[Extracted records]
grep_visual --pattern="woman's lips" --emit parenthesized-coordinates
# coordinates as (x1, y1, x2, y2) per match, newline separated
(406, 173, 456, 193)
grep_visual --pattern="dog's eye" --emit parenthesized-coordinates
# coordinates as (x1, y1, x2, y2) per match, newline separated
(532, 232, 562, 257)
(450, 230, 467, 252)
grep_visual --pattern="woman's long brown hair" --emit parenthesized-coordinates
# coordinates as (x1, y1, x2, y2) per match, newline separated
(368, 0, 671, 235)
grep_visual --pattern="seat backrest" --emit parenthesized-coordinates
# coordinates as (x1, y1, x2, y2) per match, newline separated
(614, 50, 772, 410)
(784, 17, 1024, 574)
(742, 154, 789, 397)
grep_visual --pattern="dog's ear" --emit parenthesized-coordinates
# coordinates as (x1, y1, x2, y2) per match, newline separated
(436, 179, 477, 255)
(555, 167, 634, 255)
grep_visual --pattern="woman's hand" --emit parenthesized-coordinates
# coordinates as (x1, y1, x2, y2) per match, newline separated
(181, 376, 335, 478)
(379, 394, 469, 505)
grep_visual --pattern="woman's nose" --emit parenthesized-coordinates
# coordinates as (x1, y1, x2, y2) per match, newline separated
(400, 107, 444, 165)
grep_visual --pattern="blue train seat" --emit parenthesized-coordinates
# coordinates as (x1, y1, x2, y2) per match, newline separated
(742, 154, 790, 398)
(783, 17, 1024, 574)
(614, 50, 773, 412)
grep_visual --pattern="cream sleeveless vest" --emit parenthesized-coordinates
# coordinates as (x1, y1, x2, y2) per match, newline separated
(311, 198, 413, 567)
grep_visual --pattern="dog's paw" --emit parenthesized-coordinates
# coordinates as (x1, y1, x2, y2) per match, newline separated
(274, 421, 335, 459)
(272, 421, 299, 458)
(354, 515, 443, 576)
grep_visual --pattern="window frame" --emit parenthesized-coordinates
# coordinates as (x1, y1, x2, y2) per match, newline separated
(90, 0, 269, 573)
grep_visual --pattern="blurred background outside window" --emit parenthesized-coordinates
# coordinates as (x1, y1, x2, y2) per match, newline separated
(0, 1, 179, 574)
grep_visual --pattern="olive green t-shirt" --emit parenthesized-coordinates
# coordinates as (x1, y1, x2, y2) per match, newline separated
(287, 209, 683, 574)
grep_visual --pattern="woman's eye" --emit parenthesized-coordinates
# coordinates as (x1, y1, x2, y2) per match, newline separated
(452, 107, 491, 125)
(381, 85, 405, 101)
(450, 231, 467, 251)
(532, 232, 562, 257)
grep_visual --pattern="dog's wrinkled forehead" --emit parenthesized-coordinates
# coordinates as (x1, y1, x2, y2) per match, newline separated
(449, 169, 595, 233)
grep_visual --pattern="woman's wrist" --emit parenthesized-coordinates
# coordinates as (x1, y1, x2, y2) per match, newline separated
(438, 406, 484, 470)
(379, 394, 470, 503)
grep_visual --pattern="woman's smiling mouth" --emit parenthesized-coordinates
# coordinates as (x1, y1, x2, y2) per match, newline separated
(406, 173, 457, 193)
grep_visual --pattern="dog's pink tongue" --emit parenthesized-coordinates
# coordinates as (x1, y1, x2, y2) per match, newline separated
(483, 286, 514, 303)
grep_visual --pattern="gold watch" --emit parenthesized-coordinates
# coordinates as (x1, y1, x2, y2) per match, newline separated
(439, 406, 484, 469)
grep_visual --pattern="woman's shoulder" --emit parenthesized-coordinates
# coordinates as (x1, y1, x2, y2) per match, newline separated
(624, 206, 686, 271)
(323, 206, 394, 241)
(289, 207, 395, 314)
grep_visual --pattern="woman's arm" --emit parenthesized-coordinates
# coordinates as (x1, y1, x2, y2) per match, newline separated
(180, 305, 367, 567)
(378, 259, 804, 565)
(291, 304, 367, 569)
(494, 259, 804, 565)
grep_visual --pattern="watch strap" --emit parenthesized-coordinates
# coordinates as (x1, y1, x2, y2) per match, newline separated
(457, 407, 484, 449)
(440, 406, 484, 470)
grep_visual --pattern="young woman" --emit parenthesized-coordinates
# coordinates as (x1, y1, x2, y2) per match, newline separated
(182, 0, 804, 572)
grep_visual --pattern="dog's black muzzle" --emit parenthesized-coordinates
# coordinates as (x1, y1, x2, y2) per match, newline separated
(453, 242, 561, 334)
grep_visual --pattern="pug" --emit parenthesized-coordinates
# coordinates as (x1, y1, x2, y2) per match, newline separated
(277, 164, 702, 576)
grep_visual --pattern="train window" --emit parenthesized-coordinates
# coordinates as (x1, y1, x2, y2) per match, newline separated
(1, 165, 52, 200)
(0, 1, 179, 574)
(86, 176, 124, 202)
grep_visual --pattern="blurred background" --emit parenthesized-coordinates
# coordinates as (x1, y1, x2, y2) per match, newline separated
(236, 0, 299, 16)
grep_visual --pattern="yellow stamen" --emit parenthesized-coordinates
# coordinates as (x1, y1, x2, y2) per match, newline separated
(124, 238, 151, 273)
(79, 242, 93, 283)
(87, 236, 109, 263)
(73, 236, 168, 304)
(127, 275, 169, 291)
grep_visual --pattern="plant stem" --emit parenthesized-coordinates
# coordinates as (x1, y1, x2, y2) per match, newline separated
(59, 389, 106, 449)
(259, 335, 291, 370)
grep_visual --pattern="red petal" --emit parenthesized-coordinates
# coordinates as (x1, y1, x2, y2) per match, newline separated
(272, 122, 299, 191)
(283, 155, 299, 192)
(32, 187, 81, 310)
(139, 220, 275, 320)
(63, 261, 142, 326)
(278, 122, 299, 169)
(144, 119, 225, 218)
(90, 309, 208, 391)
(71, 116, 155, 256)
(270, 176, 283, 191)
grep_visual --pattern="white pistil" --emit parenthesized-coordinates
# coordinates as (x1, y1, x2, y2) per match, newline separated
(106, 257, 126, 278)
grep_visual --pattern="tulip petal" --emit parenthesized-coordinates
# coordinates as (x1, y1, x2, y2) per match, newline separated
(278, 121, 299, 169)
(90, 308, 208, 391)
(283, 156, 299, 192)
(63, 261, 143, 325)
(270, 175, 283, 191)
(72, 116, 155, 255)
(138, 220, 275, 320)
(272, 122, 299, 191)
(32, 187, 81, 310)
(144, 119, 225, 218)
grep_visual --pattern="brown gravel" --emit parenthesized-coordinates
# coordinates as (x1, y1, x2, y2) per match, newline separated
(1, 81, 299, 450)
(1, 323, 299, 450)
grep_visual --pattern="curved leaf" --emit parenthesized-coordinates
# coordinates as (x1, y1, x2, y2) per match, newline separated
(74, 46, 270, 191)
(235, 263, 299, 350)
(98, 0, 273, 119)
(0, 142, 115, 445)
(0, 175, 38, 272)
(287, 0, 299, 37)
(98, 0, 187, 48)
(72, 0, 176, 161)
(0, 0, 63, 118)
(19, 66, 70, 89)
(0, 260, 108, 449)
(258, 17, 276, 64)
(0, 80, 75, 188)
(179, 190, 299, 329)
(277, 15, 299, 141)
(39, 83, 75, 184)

▶ Your instructions: From the first line to the last, copy the records exactly as they appear above.

▶ Solution to this exercise:
grep_visual --pattern="woman's lips" --emit parenthesized-coordinates
# coordinates as (x1, y1, x2, y2) per match, newline separated
(406, 173, 456, 193)
grep_visual --pattern="dog's eye" --emit parenthesized-coordinates
# coordinates as (x1, y1, x2, y2) per match, newline separated
(532, 232, 562, 257)
(450, 230, 467, 252)
grep_visual --pattern="woman's long brown hair" --emit parenthesized-coordinates
# coordinates as (x1, y1, x2, y2) per match, newline separated
(368, 0, 671, 235)
grep_visual --pattern="seat backrest" --emit parenthesized-coordinates
# coordinates as (x1, y1, x2, y2) per match, newline separated
(614, 50, 772, 410)
(784, 17, 1024, 574)
(742, 154, 789, 397)
grep_visual --pattern="dog's ear" --emit parenthesized-coordinates
# coordinates as (x1, y1, x2, y2) per match, newline separated
(436, 179, 477, 255)
(555, 167, 634, 255)
grep_visual --pattern="woman's hand" --emit parenthesized-coordinates
# coordinates as (x1, y1, x2, y2) per match, newline separated
(181, 376, 335, 478)
(379, 394, 469, 505)
grep_visual --pattern="woman's nose" --emit parenthesized-coordinates
# coordinates as (x1, y1, x2, y2) per match, newline separated
(400, 107, 444, 165)
grep_visual --pattern="blue train seat" --emit parenthesized-coordinates
# coordinates as (x1, y1, x2, y2) per match, newline separated
(742, 154, 790, 398)
(783, 17, 1024, 574)
(614, 50, 773, 412)
grep_visual --pattern="cream sleeveless vest" --emit parenthesized-coordinates
# coordinates as (x1, y1, x2, y2) per match, newline separated
(311, 198, 413, 567)
grep_visual --pattern="dog's paw" --emit parenthesized-coordinates
# coordinates as (x1, y1, x2, y2) per match, newline separated
(274, 421, 335, 459)
(272, 421, 299, 458)
(354, 515, 443, 576)
grep_visual --pattern="window frame" --emit parenthesized-coordinates
# coordinates as (x1, y1, x2, y2) per match, newline separated
(90, 0, 269, 573)
grep_visual --pattern="blurred background outside window" --emit parenthesized-coordinates
# coordinates as (x1, y1, x2, y2) per match, newline separated
(0, 1, 179, 574)
grep_visual --pattern="olive green t-shirt" --emit parenthesized-coordinates
# coordinates as (x1, y1, x2, y2) per match, newline separated
(287, 209, 683, 574)
grep_visual --pattern="woman's eye" --emit parenthesized-coordinates
# coordinates as (x1, y1, x2, y2) per match, newline separated
(452, 107, 491, 125)
(381, 85, 405, 101)
(450, 231, 467, 251)
(532, 232, 562, 257)
grep_visual --pattern="dog's wrinkled forehead" --emit parenthesized-coordinates
# coordinates as (x1, y1, x2, y2) per match, newline separated
(449, 169, 595, 233)
grep_visual --pattern="woman's wrist" --emit parenthesized-coordinates
# coordinates as (x1, y1, x2, y2) per match, newline separated
(438, 406, 484, 470)
(379, 394, 470, 503)
grep_visual --pattern="woman's smiling mouth" --emit parenthesized-coordinates
# coordinates as (x1, y1, x2, y2) per match, newline separated
(406, 173, 457, 193)
grep_visual --pattern="dog's pink tongue" --emit parenthesized-coordinates
# coordinates as (x1, y1, x2, y2) per match, newline separated
(483, 286, 514, 303)
grep_visual --pattern="gold watch" --emit parenthesized-coordinates
# coordinates as (x1, y1, x2, y2) per match, newline separated
(439, 406, 484, 469)
grep_visual --pattern="woman's shoulder" --emit parenthesized-coordinates
# coordinates as (x1, y1, x2, y2) per match, newline separated
(624, 206, 686, 271)
(323, 206, 394, 241)
(289, 207, 395, 314)
grep_visual --pattern="woman's arm" --emit parenthesized-coordinates
# coordinates as (x1, y1, x2, y2) per match, newline separated
(180, 305, 367, 567)
(378, 259, 804, 565)
(291, 304, 367, 569)
(494, 259, 804, 565)
grep_visual --pattern="watch strap" --emit parenthesized-coordinates
# coordinates as (x1, y1, x2, y2) per match, newline separated
(457, 407, 484, 449)
(440, 406, 484, 470)
grep_visual --pattern="young woman" --emit parenthesized-coordinates
# coordinates as (x1, y1, x2, y2) per match, newline separated
(182, 0, 804, 572)
grep_visual --pattern="dog's black muzzle" --emit parenthesized-coordinates
# coordinates as (x1, y1, x2, y2) per match, newline separated
(453, 242, 561, 334)
grep_visual --pattern="pug" --emit parenthesized-coordinates
# coordinates as (x1, y1, x2, y2) per match, newline separated
(277, 164, 702, 576)
grep_visual --pattern="train window" --emit parenthesized-coordinates
# coordinates as (x1, y1, x2, y2) per match, newline separated
(1, 165, 52, 200)
(0, 1, 179, 574)
(86, 176, 124, 202)
grep_visual --pattern="blurred background" --emit parenthesized-coordinates
# coordinates as (x1, y1, x2, y2) per match, newline separated
(236, 0, 299, 16)
grep_visual --pattern="yellow stamen" --emit parenthesized-coordinates
# coordinates as (x1, y1, x2, y2) per match, newline separated
(124, 238, 151, 273)
(79, 242, 93, 283)
(87, 236, 109, 263)
(73, 236, 168, 304)
(127, 275, 169, 291)
grep_visual --pattern="plant stem" --emit parenthesized-coordinates
# coordinates as (x1, y1, x2, y2) per match, newline separated
(59, 389, 106, 449)
(259, 335, 291, 370)
grep_visual --pattern="red petal" --emit parenthesized-coordinates
# coordinates as (x1, y1, x2, y2) per match, newline separated
(272, 122, 299, 191)
(283, 155, 299, 192)
(32, 187, 81, 310)
(139, 220, 275, 320)
(63, 261, 142, 326)
(278, 122, 299, 169)
(144, 119, 225, 218)
(90, 309, 208, 391)
(71, 116, 155, 256)
(270, 176, 283, 191)
grep_visual --pattern="white pistil" --emit parenthesized-coordinates
# coordinates as (x1, y1, x2, y2) per match, newline separated
(106, 257, 126, 278)
grep_visual --pattern="tulip petal" --emit parenthesized-coordinates
# coordinates as (x1, y1, x2, y2) per match, newline separated
(278, 121, 299, 169)
(90, 308, 208, 391)
(283, 156, 299, 192)
(63, 261, 143, 325)
(270, 175, 283, 191)
(72, 116, 155, 255)
(138, 220, 275, 320)
(272, 122, 299, 191)
(32, 187, 81, 310)
(144, 119, 225, 218)
grep_visual --pattern="brown gravel" --emit parenthesized-coordinates
# coordinates as (x1, y1, x2, y2) per match, newline separated
(1, 81, 299, 450)
(1, 323, 299, 450)
grep_visual --pattern="curved leaf" --emit parenthesized-coordinates
# coordinates as (x1, y1, x2, y2) per match, newline separated
(74, 46, 270, 191)
(235, 263, 299, 350)
(98, 0, 273, 119)
(0, 142, 115, 445)
(0, 175, 38, 272)
(287, 0, 299, 37)
(98, 0, 187, 48)
(72, 0, 176, 161)
(0, 0, 63, 118)
(19, 66, 70, 89)
(0, 260, 108, 449)
(258, 17, 276, 64)
(0, 80, 75, 188)
(179, 190, 299, 329)
(277, 15, 299, 141)
(39, 83, 75, 184)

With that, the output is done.